__YOUR GOAL__
Could you report every line from the entries that includes the word "below"?

__Referring expression pointing data__
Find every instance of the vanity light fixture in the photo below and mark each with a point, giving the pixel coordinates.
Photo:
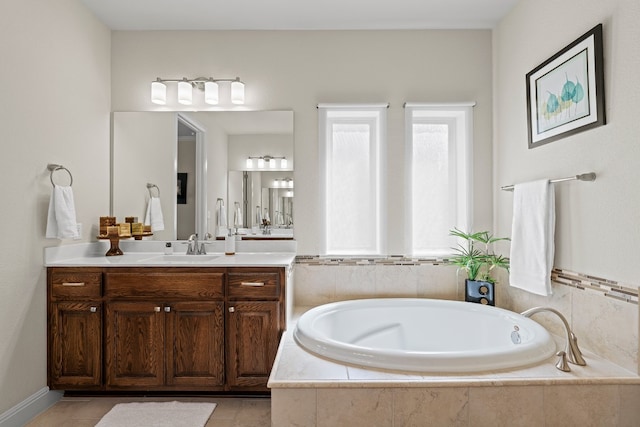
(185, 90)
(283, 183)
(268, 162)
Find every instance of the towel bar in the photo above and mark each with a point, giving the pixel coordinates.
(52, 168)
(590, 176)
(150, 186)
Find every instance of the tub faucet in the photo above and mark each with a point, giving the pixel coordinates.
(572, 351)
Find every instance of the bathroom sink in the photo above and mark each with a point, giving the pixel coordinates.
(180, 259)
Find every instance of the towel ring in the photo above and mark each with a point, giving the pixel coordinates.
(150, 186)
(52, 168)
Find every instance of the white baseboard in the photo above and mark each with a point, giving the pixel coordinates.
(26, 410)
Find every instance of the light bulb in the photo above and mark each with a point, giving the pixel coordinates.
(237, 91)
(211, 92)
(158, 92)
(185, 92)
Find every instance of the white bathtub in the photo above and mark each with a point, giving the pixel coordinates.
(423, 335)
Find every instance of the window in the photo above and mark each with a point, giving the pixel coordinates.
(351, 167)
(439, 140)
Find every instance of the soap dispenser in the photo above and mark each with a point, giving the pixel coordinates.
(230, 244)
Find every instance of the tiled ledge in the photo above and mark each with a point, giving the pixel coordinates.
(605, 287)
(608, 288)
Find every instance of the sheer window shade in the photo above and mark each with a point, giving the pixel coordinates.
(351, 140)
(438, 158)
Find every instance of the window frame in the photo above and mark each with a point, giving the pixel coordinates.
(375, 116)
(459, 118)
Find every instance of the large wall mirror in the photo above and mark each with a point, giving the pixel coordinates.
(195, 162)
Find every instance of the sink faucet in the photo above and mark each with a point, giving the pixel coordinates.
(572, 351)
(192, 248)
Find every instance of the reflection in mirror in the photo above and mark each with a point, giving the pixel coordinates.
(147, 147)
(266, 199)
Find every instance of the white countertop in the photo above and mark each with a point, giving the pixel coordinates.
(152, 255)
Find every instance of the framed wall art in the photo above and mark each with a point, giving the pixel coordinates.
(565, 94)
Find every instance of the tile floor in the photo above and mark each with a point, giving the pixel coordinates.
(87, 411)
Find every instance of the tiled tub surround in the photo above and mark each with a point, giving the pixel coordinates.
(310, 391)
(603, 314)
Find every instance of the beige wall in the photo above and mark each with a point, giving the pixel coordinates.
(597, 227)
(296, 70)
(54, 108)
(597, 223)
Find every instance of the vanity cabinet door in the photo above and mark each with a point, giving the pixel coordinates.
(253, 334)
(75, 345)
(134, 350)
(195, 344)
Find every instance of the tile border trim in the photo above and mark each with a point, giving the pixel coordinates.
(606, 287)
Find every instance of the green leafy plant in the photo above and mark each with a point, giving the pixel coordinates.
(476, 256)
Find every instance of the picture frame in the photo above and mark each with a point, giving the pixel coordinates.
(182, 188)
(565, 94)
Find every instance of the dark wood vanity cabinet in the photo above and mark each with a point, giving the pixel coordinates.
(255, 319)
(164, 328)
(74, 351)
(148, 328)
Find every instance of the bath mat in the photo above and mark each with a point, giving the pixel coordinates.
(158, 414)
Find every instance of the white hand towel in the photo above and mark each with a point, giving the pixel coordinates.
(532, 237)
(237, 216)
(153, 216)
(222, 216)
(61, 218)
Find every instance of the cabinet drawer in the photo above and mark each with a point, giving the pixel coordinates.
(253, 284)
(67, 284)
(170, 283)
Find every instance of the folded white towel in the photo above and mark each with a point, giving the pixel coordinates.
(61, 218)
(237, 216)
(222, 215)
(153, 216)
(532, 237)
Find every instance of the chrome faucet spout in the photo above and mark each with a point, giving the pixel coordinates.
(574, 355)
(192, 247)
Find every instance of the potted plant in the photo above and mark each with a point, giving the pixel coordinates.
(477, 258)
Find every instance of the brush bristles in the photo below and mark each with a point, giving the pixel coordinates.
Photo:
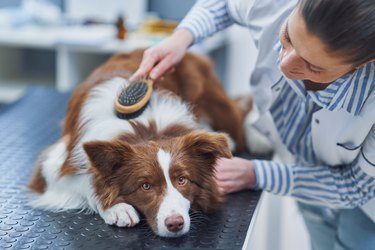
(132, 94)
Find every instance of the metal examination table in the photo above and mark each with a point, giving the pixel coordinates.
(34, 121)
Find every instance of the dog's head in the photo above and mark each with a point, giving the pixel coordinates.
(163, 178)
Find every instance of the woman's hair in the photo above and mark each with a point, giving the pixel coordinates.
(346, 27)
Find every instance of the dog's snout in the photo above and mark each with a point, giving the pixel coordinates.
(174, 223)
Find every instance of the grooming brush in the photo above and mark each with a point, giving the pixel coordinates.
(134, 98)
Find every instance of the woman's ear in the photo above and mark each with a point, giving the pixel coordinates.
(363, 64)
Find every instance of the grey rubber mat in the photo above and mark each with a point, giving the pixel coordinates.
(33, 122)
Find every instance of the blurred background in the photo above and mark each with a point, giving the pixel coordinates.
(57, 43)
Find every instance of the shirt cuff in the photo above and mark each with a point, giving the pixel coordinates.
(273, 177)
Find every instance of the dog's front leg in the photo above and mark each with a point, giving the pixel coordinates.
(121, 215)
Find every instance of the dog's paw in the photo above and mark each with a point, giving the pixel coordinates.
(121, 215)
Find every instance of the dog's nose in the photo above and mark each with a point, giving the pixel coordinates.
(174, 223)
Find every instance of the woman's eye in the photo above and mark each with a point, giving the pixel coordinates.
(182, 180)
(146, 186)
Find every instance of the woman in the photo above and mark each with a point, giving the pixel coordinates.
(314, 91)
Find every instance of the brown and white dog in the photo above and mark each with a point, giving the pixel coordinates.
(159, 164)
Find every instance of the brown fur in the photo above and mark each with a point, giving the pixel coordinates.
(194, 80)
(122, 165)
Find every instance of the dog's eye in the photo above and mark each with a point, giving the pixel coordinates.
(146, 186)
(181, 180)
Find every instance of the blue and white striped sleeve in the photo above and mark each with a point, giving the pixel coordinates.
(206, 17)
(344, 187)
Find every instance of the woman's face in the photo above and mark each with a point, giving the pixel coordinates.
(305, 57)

--

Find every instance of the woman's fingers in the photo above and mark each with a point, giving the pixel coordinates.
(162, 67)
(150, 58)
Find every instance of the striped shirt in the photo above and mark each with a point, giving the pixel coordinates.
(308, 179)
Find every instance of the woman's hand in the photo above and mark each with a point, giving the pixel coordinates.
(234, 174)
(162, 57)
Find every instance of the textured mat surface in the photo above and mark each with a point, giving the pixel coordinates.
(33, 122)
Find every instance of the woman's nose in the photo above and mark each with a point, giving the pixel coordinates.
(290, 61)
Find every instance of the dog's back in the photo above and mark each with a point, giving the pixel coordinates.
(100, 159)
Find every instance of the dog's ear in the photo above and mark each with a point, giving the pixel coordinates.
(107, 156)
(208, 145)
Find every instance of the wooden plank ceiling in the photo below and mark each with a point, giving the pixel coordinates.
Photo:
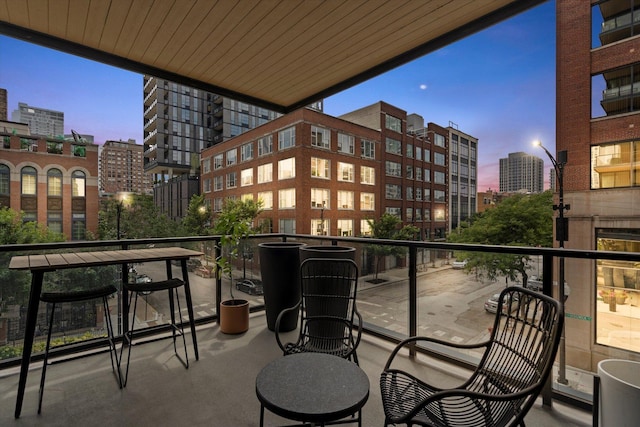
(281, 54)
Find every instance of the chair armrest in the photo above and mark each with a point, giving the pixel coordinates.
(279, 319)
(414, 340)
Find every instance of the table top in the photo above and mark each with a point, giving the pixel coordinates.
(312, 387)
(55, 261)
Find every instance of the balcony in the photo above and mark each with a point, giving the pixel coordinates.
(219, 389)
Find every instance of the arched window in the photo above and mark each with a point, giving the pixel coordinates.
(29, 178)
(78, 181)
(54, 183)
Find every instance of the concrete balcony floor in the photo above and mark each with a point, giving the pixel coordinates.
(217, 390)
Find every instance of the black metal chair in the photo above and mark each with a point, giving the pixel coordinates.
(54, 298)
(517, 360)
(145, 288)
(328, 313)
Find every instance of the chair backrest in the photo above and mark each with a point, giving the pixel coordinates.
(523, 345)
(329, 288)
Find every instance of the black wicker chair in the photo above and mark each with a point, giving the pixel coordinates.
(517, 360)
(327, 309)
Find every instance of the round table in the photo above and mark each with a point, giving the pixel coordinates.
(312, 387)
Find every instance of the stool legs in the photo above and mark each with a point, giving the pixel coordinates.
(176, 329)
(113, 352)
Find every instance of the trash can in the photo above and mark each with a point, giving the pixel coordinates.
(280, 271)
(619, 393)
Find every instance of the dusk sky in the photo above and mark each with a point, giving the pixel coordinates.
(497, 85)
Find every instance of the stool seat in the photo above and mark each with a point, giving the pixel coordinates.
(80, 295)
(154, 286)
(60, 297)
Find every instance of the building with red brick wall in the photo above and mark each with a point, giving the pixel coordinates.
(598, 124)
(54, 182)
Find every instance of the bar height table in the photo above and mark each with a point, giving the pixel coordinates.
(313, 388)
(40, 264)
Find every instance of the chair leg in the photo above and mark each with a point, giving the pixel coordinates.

==

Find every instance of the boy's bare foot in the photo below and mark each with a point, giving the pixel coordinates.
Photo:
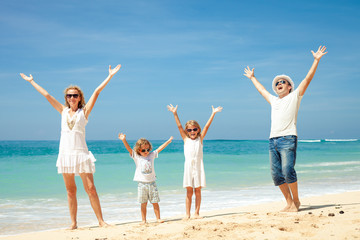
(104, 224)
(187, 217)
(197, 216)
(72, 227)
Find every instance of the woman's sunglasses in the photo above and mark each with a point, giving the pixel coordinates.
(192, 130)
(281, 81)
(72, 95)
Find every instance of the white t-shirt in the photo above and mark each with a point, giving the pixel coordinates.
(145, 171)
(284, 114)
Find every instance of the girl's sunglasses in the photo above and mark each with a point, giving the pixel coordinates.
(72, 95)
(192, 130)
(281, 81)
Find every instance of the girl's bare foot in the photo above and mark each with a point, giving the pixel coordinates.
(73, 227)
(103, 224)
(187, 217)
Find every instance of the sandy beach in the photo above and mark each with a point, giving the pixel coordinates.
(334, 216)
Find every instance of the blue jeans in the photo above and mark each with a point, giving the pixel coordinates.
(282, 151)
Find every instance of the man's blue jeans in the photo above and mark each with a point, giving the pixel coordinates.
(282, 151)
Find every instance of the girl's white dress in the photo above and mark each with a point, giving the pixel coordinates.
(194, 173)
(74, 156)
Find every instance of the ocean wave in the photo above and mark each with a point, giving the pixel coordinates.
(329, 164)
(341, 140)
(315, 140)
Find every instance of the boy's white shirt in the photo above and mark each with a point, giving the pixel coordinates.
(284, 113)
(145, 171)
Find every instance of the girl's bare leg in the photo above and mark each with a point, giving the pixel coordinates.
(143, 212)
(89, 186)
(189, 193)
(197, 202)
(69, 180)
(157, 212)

__TASK SOLUTION__
Find every instance of the vanity light fixture in the photo below and mark each with a point, giving the pixel coordinates.
Find every instance of the brush bristles in the photo below and mark each with a point, giving the pixel coordinates.
Find every instance of the wooden plank ceiling in the photo below and mark each with a point, giving the pixel coordinates.
Find every instance of the boy's bare foot in the photo below and mark each with a point, giving the pixel coordinates.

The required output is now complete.